--- STATED GOAL ---
Without the pictures, return all of the material exactly as written.
-- begin DATASET RECORDS --
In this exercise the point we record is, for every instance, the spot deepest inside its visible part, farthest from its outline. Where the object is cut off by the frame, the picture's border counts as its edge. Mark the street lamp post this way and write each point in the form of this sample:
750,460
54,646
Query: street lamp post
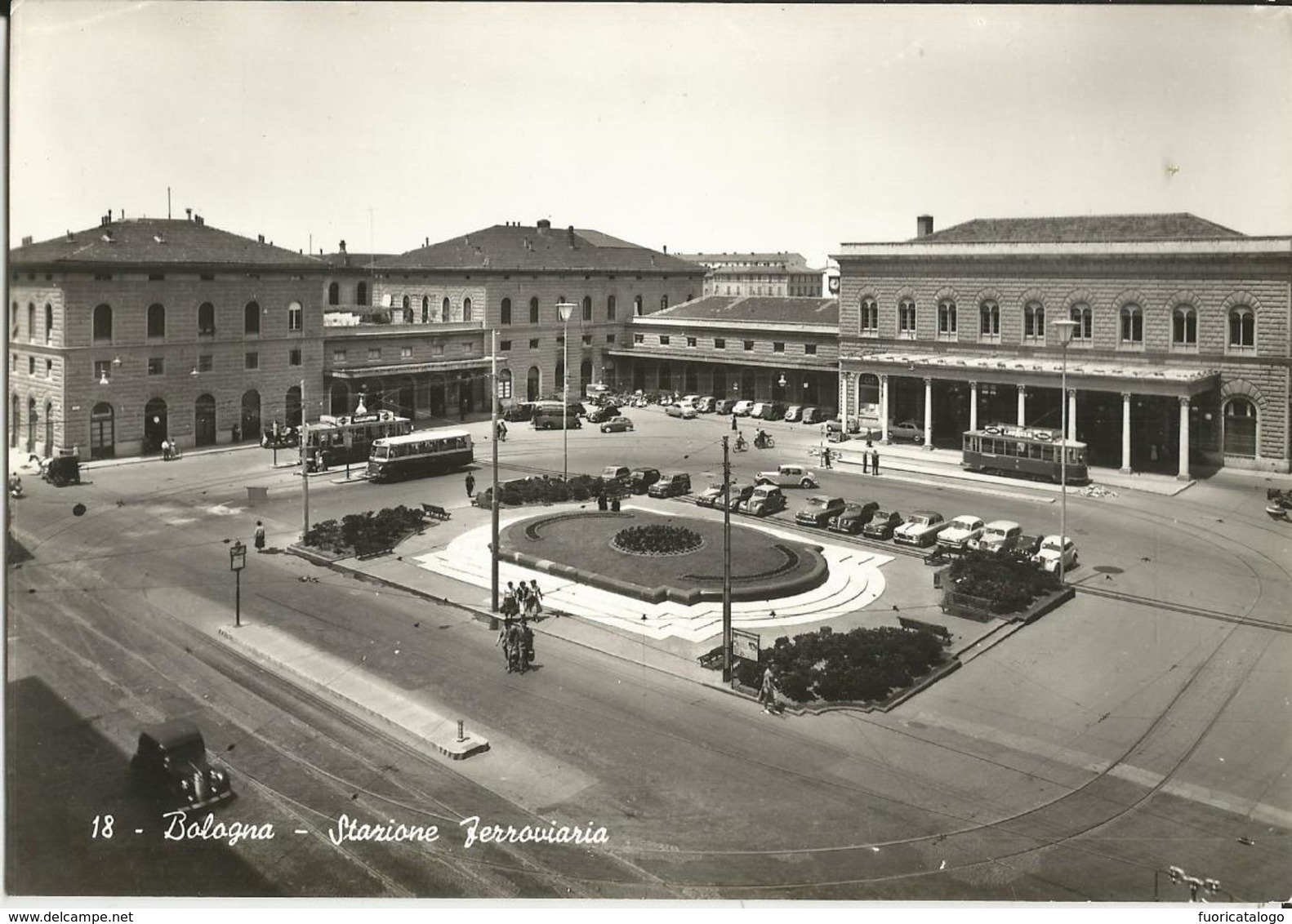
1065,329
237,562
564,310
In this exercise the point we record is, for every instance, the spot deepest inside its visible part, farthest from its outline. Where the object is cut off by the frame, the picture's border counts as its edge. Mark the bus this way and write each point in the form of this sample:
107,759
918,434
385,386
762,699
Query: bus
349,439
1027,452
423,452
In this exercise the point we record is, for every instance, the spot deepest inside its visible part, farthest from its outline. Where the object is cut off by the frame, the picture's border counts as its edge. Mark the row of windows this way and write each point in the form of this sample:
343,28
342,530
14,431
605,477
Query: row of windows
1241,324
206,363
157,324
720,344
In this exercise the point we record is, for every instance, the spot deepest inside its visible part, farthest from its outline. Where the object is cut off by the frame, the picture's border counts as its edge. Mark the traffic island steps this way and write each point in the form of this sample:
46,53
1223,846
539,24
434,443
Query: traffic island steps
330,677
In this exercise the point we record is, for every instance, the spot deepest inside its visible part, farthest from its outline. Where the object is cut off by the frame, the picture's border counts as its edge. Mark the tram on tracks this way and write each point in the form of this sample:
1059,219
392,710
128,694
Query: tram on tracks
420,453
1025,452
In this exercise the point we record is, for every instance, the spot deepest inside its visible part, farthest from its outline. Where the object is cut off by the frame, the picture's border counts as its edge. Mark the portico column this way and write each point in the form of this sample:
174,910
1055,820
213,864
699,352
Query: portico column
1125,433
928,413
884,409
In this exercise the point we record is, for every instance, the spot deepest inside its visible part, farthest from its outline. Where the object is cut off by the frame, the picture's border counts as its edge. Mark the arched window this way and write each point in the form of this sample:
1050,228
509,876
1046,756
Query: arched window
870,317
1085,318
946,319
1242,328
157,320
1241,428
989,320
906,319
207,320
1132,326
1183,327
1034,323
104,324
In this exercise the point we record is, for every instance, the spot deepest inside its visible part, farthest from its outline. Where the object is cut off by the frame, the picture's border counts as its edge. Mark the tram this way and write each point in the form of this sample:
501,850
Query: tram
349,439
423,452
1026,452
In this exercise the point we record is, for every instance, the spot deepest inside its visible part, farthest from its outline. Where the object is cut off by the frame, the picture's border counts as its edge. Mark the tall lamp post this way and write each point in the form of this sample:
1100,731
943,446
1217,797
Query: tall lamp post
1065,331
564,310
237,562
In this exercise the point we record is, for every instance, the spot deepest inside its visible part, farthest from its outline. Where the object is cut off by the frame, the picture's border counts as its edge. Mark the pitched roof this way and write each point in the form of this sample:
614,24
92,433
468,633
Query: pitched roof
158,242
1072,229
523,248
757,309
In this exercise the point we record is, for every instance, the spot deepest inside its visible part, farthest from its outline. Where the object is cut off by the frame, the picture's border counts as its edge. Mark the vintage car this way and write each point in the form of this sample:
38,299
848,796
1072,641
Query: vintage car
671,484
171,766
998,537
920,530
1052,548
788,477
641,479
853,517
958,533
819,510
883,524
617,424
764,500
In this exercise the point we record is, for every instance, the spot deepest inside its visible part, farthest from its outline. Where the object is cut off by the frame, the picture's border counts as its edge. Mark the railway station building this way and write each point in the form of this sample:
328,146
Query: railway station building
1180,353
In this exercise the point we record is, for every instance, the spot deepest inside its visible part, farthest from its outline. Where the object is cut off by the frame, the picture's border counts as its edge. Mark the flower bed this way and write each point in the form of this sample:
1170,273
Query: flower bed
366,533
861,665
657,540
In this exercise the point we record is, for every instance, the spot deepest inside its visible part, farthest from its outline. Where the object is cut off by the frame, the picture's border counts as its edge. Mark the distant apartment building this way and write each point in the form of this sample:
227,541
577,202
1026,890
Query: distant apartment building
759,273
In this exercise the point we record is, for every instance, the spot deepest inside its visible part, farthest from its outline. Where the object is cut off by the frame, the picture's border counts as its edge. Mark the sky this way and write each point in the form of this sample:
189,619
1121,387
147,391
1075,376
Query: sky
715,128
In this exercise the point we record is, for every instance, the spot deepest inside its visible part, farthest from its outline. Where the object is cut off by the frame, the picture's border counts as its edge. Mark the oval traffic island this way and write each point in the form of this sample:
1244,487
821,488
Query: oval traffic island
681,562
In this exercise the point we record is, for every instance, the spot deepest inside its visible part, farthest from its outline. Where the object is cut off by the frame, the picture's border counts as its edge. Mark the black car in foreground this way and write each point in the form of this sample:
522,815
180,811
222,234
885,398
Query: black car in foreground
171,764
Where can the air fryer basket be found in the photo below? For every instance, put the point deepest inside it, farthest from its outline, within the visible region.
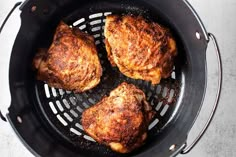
-- end DATASET RECORDS --
--- COMPLETE RESPONSE ---
In this exercise the point we record is, for every instance, the spot deepest inside its visible part, farthest from its outline. Where the object is cut off by the frame, the picture's border counts as its edge. Mark the street lamp post this way and write each point in the form of this sample:
750,460
54,646
Query: street lamp post
1065,329
237,562
564,310
In this exercise the point we record is, for every instance, the spot deepest inside its visible part, farthest from its outline. Where the object is cut off by the frame, the picture's border counts as its edge. Mark the bus this way and write each point in the form of this sample:
107,759
918,434
385,386
762,699
Query: bus
349,439
1027,452
423,452
In this exercise the point we record is, for every instance, the spot deepest inside its visible part, farthest from its outline. Where the object is cut off by the frame, the picture's border counts as its edge. Mark the row of windows this way and write each point in the form of this sample:
343,28
342,530
14,431
605,477
Query: row of windows
1241,324
206,363
157,324
720,344
In this exercise the point we record is, for every instance, the spot deepest inside its visible part, farthest from its outline. Where the object is cut off by the frame, the picture's border counts as its edge. Mark the traffic island steps this way and write each point in the form of this sample:
46,53
1223,846
539,24
434,443
Query: traffic island steps
330,677
In this exercise the point we record is, for every instance, the spot deepest inside its visible part, farthest from its outline. Where the object is cut off by the frame, the picture's border counts as its edge. Mark the tram on tracks this way and write each point in the form of this sample:
1059,219
392,710
128,694
Query: tram on tracks
420,453
1025,452
In this exercise the point we record is, for every instance, the spot deepest inside its visible part, farthest from its outline. Where the object is cut off by the frame, the picture's border counts as its edge. Mark the portico column this way and write each point in the form of this sample:
174,910
1055,820
213,864
699,352
Query: portico column
1125,433
928,413
884,409
In this exercise the point we record is, for every instance, the spot deepest inside its visible part, farthest from its outline. Where the object is cut off by the frame, the picture's border counts as its edge. Mark the arched window this way and write each point in the form of this sample:
1050,228
509,876
1046,756
Query: arched window
870,317
1085,318
946,319
1242,328
157,320
1241,428
989,320
906,319
207,320
1132,326
1183,327
1034,323
104,324
In this exercise the point we record is, for every instance, the spot deepest inside its visible part, farthest from its outline. Where the object is cut off by the frame, the picture's border counts as its edge. Mark the tram this way and write each point in the form of this sample:
501,850
Query: tram
349,439
423,452
1026,452
In this exercise the point we record is, for every instance, the spot deepest inside its visible part, farthest from its outline. Where the object is cut off by the frame, the picture's border counts as its edge. Mark the tall lamp post this way and write each point in the form of this sample:
1100,731
943,446
1217,797
Query: tall lamp post
1065,331
564,310
237,562
In this exercise the point we record is, for every instance, the spot deepest inside its visible part, farthest from its outline. Where the object is cut off by the frame, the picture's border counts as its edge. Mark the pitched roof this way and write each point in the form of this sample:
614,24
92,433
468,633
Query: pitched roof
158,242
1072,229
523,248
757,309
In this exercise the point we record is, for every instance, the spot deepest inside its visible part, farthest from its outline. Where the object is cut off by the frame, the picture's border counts as its edge. Mark the vintage car this way and write each point in the form of this sample:
38,299
848,796
1072,641
Query: vintage car
671,484
171,766
998,537
920,530
1052,548
788,477
641,479
853,517
958,533
819,510
883,524
617,424
764,500
In this exercise the point we record is, for every instance, the spot deepest inside its visible part, farthest from its outline. Where the object is cut off by the frame, the picture's border counts as its edge. Mark the railway station building this way and write each point in the form of this sample:
328,146
Query: railway station building
1180,353
In this exercise the point we record is, for every instance, the spot deepest inside its visible part, farthest from its outline. Where the object is cut off by the frame, the picture's border counts as its edge. Mark the flower bed this way and write each point in the form of this sample:
1170,273
Query: flower bed
366,533
861,665
657,540
In this exercise the point we record is, for every instance, the spot deepest inside its visible part, farthest from its outline. Where the object is cut off by the frame, the picture's border counts as its edge. Mark the distant apartment building this way and write each point in the form of this sample:
227,541
577,202
1026,890
Query: distant apartment building
759,273
In this exercise the point we record is, for every instance, the spot deepest inside its visible part, farthest from its outline. Where the object is cut off by the frame, the picture's border counts as its edge. Mark the sky this way and write each point in the form of this sample:
189,619
1121,387
147,391
1075,376
Query: sky
715,128
In this exercise the point we record is, for every instance, the spot deepest inside its visible part, farthest from its outline. Where the object is cut off by the frame, the picture's border counts as its edge. Mark the oval traffic island this way and write each point in the form of this sample:
1244,487
821,488
Query: oval traffic island
681,562
In this exercise the point we record is, for every instance, the spot deepest inside its visible part, farthest from its outline. Where the object is cut off by the frame, the picture's border counts as its edge. Mark the black car in foreground this way and write each point in the form of this sample:
522,815
180,811
222,234
885,398
Query: black car in foreground
171,764
Where can the air fryer basket be found in the photo below? For every instance, put the point deepest inside it, farthest from its outline, within the visible region.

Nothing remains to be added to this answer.